_TEXT EXTRACT_.

Skip to main content

User-friendly thresholded subspace-constrained mean shift for geospatial data

Project description

DREDGE

User-friendly thresholded subspace-constrained mean shift for geospatial data

DREDGE, short for Density Ridge Estimation Describing Geospatial Evidence, arguably an unnecessarily forced acronym, offers a new tool to find density ridges in latitude-longitude coordinates based on the subspace-constrained mean shift (SCMS) algorithm introduced by Ozertem and Erdogmus (2011). The tool approximates principal curves for a given set of coordinates, featuring various improvements over the initial algorithm and alterations to facilitate the application to geospatial data: Thresholding, as described in cosmological research by Chen et al. (2015) and Chen et al. (2015), avoids dominant density ridges in sparsely populated areas of the dataset. In addition, the haversine formula is used as a distance metric to calculate the great circle distance, which makes the tool applicable not only to city-scale data, but also to datasets spanning multiple countries by taking the Earth's curvature into consideration.

In essence, DREDGE provides density-based line points which optimize the distance to a dataset of coordinates along those lines, with larger bandwidths leading to a decrease in summed line length and an increase in the average distance to the nearest line. Since DREDGE was initially developed to be applied to crime incident data, the default bandwidth calculation follows a best-practice approach that is well-accepted within quantitative criminology, using the mean distance to a given number of nearest neighbors (Williamson et al., 1999). Since practitioners in that area of study are often interested in the highest-density regions of a dataset, the tool also features the possibility to specify a top-percentage level for a kernel density estimate that the ridge points should fall within.

_Object pointing dataset rows_.
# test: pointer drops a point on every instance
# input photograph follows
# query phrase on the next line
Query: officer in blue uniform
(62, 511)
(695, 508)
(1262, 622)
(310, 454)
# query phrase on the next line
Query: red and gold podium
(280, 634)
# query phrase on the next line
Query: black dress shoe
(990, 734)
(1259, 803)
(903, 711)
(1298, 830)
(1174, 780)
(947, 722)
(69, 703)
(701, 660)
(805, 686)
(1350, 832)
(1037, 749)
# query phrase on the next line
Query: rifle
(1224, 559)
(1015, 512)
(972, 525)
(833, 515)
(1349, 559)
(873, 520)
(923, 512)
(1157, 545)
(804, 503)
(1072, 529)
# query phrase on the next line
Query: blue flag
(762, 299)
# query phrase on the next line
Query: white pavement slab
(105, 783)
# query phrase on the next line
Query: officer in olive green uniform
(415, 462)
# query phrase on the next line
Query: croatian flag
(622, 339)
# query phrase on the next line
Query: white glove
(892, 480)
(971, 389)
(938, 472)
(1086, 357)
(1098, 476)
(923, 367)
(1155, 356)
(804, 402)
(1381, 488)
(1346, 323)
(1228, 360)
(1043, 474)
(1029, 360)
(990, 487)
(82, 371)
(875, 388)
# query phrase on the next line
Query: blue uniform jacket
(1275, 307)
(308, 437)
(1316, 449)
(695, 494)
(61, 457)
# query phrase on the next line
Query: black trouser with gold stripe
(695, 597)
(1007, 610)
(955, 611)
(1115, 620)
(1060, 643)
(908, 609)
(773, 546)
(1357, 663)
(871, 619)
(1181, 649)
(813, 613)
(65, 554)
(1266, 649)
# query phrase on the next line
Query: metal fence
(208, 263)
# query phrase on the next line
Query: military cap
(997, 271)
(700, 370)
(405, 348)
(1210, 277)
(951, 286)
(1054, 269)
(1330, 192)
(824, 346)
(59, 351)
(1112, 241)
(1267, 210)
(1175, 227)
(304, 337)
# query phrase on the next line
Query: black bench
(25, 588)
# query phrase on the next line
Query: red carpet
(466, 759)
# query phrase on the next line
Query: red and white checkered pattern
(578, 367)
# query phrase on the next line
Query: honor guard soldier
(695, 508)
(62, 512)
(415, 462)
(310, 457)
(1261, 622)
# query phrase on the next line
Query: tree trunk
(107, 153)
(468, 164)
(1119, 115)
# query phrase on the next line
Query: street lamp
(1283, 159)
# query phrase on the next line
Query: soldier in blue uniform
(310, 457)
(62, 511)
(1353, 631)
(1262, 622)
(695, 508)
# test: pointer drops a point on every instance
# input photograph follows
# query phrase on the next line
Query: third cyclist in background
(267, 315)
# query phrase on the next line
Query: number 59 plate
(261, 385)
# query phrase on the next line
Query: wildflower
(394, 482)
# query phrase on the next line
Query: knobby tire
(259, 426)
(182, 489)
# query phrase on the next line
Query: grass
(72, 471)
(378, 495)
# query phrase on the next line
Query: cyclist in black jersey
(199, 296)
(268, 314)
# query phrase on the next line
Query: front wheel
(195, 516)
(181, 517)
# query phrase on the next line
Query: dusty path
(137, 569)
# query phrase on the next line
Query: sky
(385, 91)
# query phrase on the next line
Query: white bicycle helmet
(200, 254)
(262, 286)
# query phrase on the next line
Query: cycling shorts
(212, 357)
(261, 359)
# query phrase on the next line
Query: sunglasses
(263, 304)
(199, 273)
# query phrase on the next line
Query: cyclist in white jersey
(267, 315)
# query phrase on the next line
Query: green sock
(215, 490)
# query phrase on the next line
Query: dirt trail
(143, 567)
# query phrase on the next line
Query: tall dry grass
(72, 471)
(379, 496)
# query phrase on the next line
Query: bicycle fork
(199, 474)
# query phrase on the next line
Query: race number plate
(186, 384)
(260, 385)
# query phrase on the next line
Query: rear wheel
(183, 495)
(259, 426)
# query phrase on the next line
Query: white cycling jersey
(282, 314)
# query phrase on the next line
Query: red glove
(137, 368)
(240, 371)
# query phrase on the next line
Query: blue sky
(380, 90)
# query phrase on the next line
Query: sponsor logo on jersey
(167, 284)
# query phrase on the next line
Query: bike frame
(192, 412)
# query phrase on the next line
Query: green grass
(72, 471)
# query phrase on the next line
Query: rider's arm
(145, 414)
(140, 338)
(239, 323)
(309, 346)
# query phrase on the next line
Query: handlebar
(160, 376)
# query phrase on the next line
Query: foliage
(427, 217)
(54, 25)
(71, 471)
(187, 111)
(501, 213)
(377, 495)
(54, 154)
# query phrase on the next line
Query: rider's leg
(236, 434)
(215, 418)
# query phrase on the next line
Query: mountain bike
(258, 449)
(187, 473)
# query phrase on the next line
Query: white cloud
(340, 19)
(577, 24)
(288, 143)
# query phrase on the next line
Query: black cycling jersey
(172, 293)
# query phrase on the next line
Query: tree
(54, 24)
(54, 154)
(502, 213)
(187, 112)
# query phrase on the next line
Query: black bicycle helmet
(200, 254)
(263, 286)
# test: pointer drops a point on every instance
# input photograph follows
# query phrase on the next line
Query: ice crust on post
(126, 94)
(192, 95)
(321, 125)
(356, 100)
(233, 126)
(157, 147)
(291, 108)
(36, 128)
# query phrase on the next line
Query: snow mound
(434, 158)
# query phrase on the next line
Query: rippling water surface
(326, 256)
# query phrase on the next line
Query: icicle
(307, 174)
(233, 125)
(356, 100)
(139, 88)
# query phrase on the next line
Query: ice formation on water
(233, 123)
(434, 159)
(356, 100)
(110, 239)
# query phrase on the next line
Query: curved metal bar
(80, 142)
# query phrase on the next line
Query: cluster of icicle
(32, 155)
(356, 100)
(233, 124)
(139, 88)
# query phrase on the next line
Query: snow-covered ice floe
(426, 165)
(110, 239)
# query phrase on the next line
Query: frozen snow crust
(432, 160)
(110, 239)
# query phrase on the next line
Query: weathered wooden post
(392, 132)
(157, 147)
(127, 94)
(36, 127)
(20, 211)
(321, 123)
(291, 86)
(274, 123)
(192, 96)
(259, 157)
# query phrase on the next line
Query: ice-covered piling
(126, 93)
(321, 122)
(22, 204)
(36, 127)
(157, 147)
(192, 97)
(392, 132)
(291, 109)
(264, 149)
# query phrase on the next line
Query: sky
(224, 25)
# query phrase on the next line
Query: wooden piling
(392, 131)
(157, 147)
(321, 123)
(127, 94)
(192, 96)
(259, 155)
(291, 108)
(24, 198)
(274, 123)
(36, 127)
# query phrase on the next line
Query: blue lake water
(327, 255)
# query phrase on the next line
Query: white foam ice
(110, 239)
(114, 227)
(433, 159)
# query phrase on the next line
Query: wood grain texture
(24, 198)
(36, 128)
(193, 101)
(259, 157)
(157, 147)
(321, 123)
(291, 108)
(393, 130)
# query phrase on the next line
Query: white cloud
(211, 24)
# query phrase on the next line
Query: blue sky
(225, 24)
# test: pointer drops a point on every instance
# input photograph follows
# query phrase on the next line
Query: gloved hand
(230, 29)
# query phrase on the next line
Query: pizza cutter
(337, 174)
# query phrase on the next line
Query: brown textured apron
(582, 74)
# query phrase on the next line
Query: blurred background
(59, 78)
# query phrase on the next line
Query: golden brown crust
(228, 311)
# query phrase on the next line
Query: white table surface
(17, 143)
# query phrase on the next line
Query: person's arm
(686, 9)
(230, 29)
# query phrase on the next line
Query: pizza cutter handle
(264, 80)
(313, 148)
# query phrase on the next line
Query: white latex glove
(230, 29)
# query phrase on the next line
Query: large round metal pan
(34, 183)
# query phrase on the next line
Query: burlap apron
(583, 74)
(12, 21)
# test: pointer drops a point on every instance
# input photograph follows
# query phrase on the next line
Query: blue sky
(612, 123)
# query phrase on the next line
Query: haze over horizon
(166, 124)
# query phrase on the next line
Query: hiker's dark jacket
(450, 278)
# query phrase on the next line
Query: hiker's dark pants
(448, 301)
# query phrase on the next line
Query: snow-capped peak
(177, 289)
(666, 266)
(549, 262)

_EXERCISES TO COMPLETE_.
(a) In the DREDGE description, which formula serves as the distance metric for calculating the great circle distance?
(b) How many lines of the rows contain the word "officer"? Give only the number.

_EXPECTED OUTPUTS_.
(a) The haversine formula.

(b) 2